> Work required
Nothing but the data below, returned exactly, should appear in the answer.

*** Opening Input ***

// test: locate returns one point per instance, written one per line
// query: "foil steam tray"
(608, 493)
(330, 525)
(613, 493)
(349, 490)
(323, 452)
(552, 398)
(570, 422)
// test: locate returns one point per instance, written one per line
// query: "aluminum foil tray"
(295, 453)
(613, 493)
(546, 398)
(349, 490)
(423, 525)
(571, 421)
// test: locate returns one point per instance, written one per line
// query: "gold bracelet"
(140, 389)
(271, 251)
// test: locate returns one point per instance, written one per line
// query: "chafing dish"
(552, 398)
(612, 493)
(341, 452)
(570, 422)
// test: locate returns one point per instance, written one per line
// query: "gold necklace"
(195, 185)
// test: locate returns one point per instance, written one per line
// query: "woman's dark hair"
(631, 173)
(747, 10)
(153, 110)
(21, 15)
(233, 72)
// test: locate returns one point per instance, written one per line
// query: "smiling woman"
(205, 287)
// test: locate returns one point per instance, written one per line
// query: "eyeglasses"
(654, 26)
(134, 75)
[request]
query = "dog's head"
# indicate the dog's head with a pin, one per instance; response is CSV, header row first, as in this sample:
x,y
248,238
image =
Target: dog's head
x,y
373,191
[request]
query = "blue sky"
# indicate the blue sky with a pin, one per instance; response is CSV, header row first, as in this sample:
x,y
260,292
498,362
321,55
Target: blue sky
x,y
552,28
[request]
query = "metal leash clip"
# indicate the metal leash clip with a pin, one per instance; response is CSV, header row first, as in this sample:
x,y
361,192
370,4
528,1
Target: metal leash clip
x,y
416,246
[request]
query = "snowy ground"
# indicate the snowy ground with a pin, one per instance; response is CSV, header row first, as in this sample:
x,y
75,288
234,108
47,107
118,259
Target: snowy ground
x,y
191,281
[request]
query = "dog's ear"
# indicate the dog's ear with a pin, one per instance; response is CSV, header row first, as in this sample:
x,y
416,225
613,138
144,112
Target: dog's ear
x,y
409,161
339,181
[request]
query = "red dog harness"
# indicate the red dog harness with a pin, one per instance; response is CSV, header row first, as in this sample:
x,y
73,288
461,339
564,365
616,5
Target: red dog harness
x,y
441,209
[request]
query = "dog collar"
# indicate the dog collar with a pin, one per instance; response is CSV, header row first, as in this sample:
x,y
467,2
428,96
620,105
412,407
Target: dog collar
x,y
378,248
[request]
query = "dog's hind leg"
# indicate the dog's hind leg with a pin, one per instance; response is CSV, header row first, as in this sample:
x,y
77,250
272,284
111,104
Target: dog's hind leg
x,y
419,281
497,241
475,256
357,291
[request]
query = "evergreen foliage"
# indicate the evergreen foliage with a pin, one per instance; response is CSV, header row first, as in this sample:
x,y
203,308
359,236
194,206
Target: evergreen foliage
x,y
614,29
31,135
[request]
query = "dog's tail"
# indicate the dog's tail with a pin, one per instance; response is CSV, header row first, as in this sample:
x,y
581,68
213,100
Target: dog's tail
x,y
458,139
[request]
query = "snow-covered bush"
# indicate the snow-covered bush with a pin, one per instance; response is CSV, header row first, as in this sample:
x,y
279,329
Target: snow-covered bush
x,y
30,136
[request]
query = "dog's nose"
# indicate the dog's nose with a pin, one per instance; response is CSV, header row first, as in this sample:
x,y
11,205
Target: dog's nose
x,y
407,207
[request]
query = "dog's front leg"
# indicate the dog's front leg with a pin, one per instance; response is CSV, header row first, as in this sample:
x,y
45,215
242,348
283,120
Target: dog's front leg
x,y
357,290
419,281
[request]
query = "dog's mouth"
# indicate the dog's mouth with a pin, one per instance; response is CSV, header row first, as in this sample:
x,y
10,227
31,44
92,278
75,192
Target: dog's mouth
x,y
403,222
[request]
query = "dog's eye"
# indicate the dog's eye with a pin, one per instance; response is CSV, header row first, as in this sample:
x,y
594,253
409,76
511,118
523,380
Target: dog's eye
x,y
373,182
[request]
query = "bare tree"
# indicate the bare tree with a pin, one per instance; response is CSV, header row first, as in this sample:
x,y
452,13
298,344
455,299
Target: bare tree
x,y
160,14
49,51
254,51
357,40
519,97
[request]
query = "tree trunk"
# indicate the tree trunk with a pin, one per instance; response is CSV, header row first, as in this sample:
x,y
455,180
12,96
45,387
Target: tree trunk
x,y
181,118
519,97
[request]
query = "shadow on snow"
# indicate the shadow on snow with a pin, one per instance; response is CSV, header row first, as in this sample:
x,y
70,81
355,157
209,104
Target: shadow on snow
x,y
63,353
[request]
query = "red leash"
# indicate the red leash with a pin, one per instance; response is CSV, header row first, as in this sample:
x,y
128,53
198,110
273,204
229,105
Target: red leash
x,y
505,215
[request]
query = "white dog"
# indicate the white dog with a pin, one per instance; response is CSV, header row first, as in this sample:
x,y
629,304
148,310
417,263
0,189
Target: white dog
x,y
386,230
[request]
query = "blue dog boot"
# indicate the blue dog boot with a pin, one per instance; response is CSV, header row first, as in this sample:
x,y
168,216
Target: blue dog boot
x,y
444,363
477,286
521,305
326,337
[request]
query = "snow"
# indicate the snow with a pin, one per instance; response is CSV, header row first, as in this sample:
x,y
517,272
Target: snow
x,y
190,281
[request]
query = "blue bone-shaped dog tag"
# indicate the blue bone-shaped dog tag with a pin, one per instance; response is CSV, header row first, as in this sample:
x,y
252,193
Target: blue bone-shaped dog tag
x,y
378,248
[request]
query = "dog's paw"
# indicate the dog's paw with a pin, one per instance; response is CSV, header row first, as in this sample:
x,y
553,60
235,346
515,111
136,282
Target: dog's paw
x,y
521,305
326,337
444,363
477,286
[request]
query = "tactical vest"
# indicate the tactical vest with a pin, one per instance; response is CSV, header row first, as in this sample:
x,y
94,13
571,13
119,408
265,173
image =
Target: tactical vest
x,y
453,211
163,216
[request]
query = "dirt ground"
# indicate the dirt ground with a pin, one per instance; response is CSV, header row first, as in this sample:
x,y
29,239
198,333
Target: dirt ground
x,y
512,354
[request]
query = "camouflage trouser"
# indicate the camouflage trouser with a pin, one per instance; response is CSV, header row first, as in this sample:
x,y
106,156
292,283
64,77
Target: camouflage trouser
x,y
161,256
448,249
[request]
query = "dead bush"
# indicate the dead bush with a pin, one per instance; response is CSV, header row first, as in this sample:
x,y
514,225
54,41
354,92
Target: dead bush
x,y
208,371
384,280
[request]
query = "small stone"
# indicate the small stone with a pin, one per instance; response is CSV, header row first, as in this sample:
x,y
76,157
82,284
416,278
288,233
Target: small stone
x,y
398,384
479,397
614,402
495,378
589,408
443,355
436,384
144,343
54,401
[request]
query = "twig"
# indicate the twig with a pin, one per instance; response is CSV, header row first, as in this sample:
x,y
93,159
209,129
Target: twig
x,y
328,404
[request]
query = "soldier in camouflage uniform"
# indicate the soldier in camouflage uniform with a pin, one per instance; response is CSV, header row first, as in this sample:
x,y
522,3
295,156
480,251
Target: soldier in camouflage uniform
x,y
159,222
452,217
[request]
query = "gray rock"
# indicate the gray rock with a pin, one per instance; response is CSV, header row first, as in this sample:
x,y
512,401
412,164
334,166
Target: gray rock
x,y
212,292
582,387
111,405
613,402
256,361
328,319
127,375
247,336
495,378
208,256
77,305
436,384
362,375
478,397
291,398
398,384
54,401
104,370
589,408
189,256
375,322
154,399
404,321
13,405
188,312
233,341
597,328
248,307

*** Closing Input ***

> Result of this task
// test: locate returns one point per instance, written one per line
// query: "foil steam tray"
(608, 493)
(330, 525)
(613, 493)
(349, 490)
(323, 452)
(552, 398)
(570, 422)
// test: locate returns one point per instance, written one per line
// query: "aluminum foil tray"
(295, 453)
(613, 493)
(546, 398)
(349, 490)
(423, 525)
(571, 421)
// test: locate returns one point per instance, written one per line
// query: "gold bracelet"
(140, 389)
(271, 251)
// test: locate returns one point per instance, written one per line
// query: "chafing dish"
(552, 398)
(612, 493)
(341, 452)
(570, 422)
// test: locate returns one point per instance, written one per line
// query: "gold necklace"
(195, 185)
// test: locate returns one point per instance, written one per line
// query: "woman's dark hair"
(631, 173)
(747, 10)
(153, 110)
(21, 15)
(233, 72)
// test: locate returns one point per instance, written one per line
// query: "smiling woman"
(205, 287)
// test: locate returns one point per instance, written one per line
// query: "eyeglasses"
(654, 26)
(134, 75)
[request]
query = "dog's head"
# indicate the dog's head with a pin, one per instance; response is CSV, header row first, as in this sample:
x,y
248,238
image =
Target: dog's head
x,y
373,191
[request]
query = "blue sky"
# indicate the blue sky with a pin, one per instance; response is CSV, header row first, as in this sample:
x,y
260,292
498,362
321,55
Target: blue sky
x,y
552,28
[request]
query = "metal leash clip"
# indicate the metal leash clip with a pin, one per instance; response is CSV, header row first, as in this sample:
x,y
361,192
370,4
528,1
Target: metal leash clip
x,y
416,246
[request]
query = "snowy ground"
# indicate the snowy ground with a pin, one per instance; response is CSV, header row first, as in this sample:
x,y
75,288
234,108
47,107
118,259
Target: snowy ground
x,y
191,281
[request]
query = "dog's ear"
# indicate the dog's ear with a pin, one per instance; response is CSV, header row first, as in this sample:
x,y
416,225
613,138
144,112
Target: dog's ear
x,y
409,161
339,181
[request]
query = "red dog harness"
# indicate the red dog harness with a pin, one per instance; response is CSV, header row first, as in this sample:
x,y
73,288
461,339
564,365
616,5
Target: red dog harness
x,y
441,209
[request]
query = "dog collar"
# indicate the dog collar with a pin, one per instance; response is CSV, header row first, as in this sample:
x,y
467,2
428,96
620,105
412,407
Target: dog collar
x,y
378,248
[request]
query = "dog's hind leg"
# indicate the dog's hind leg with a pin, one per instance; response is CSV, header row first, as in this sample:
x,y
77,250
272,284
111,104
Target: dog's hind leg
x,y
419,281
497,241
475,256
357,291
[request]
query = "evergreen foliage"
# indicate the evergreen foliage with a pin, one per instance; response is CSV, header row first, as in this sample:
x,y
203,308
359,236
194,206
Target: evergreen foliage
x,y
614,29
31,135
[request]
query = "dog's tail"
# indicate the dog's tail with a pin, one per instance; response is CSV, header row first, as in this sample:
x,y
581,68
213,100
Target: dog's tail
x,y
458,139
[request]
query = "snow-covered bush"
# indicate the snow-covered bush with a pin, one per instance; response is CSV, header row first, as in this sample:
x,y
279,329
Target: snow-covered bush
x,y
30,136
[request]
query = "dog's nose"
# indicate the dog's nose with a pin, one per instance; response is CSV, header row first, as in this sample:
x,y
11,205
Target: dog's nose
x,y
407,207
[request]
query = "dog's front leg"
# indicate the dog's front leg with a pin, one per instance; response is CSV, header row first, as in this sample:
x,y
45,215
242,348
283,120
Target: dog's front leg
x,y
357,290
419,281
[request]
query = "dog's mouth"
# indicate the dog's mouth with a pin, one per instance; response is CSV, header row first, as in this sample:
x,y
10,227
31,44
92,278
75,192
Target: dog's mouth
x,y
403,222
[request]
query = "dog's eye"
# indicate the dog's eye with a pin, one per instance; response is CSV, header row first, as in this sample:
x,y
594,253
409,76
511,118
523,380
Target: dog's eye
x,y
373,182
[request]
query = "bare tree"
# indicate the bare tree with a pin, one per instance; response is CSV, header row first, as in this sample:
x,y
452,13
298,344
455,299
Target: bare tree
x,y
160,14
49,51
254,51
357,40
519,97
[request]
query = "tree trunk"
# indicate the tree trunk with a pin, one per instance; response is CSV, header row first, as in this sample:
x,y
455,180
12,96
45,387
Target: tree trunk
x,y
181,118
519,97
[request]
query = "shadow on snow"
# indicate the shadow on snow with a pin, one per instance; response is CSV, header row first, as in this sample:
x,y
70,81
355,157
209,104
Target: shadow on snow
x,y
63,353
[request]
query = "red leash"
# indicate the red leash with a pin, one per instance; response is CSV, header row first, as in this sample:
x,y
128,53
198,110
273,204
229,105
Target: red leash
x,y
505,215
[request]
query = "white dog"
# indicate the white dog with a pin, one per instance; response is CSV, header row first, as in this sample:
x,y
629,304
148,310
417,263
0,189
Target: white dog
x,y
386,230
[request]
query = "blue dog boot"
# indicate the blue dog boot with a pin, one per instance; response is CSV, header row first, as in this sample:
x,y
168,216
Target: blue dog boot
x,y
444,363
477,286
521,305
326,337
[request]
query = "snow"
# indicate the snow with a pin, one per instance; response is CSV, header row first, as in this sample:
x,y
517,272
Target: snow
x,y
190,281
[request]
query = "blue bone-shaped dog tag"
# indicate the blue bone-shaped dog tag with a pin, one per instance; response is CSV, header row first, as in this sample:
x,y
252,193
Target: blue bone-shaped dog tag
x,y
378,248
[request]
query = "dog's paw"
# indicate the dog's paw with a pin, one per instance; response is CSV, header row first, as in this sample:
x,y
553,60
235,346
515,111
136,282
Target: dog's paw
x,y
521,305
326,337
444,363
477,286
[request]
query = "tactical vest"
# indicate the tactical vest with a pin, one per instance; response is CSV, header row first, as in this sample:
x,y
94,13
571,13
119,408
265,173
image =
Target: tactical vest
x,y
453,211
163,216
[request]
query = "dirt ground"
# indicate the dirt ground with a pin, one per instance; response is CSV, header row first, as in this sample:
x,y
29,239
198,333
Target: dirt ground
x,y
512,354
[request]
query = "camouflage trouser"
# indicate the camouflage trouser with a pin, one per instance; response is CSV, header row first, as in this sample:
x,y
106,156
292,283
64,77
Target: camouflage trouser
x,y
161,256
448,249
[request]
query = "dead bush"
# indicate the dead bush with a pin, one per instance; response is CSV, header row first, as in this sample:
x,y
514,225
54,41
354,92
Target: dead bush
x,y
208,371
384,280
[request]
query = "small stone"
# indicate the small stone with a pin, one per instance; response is CSV, header row first, as in this sample:
x,y
76,157
82,284
416,278
288,233
Target: small stone
x,y
398,384
479,397
614,402
495,378
589,408
443,355
436,384
144,343
54,401
[request]
query = "twig"
# indicate the twig with a pin, one per instance; response is CSV, header row first, as in this sample:
x,y
93,159
209,129
Target: twig
x,y
328,404
[request]
query = "soldier in camouflage uniform"
# indicate the soldier in camouflage uniform with a pin, one per instance; response is CSV, header row first, as in this sample:
x,y
522,3
295,156
480,251
Target: soldier in camouflage uniform
x,y
159,222
452,217
[request]
query = "gray rock"
# indicate the gray rock with a pin, one per instance; response is CSV, header row first, as in this sample:
x,y
512,401
412,164
334,166
Target: gray rock
x,y
212,292
582,387
111,405
613,402
256,361
328,319
127,375
247,336
495,378
208,256
77,305
436,384
362,375
478,397
291,398
398,384
54,401
104,370
589,408
189,256
375,322
154,399
404,321
13,405
188,312
233,341
597,328
248,307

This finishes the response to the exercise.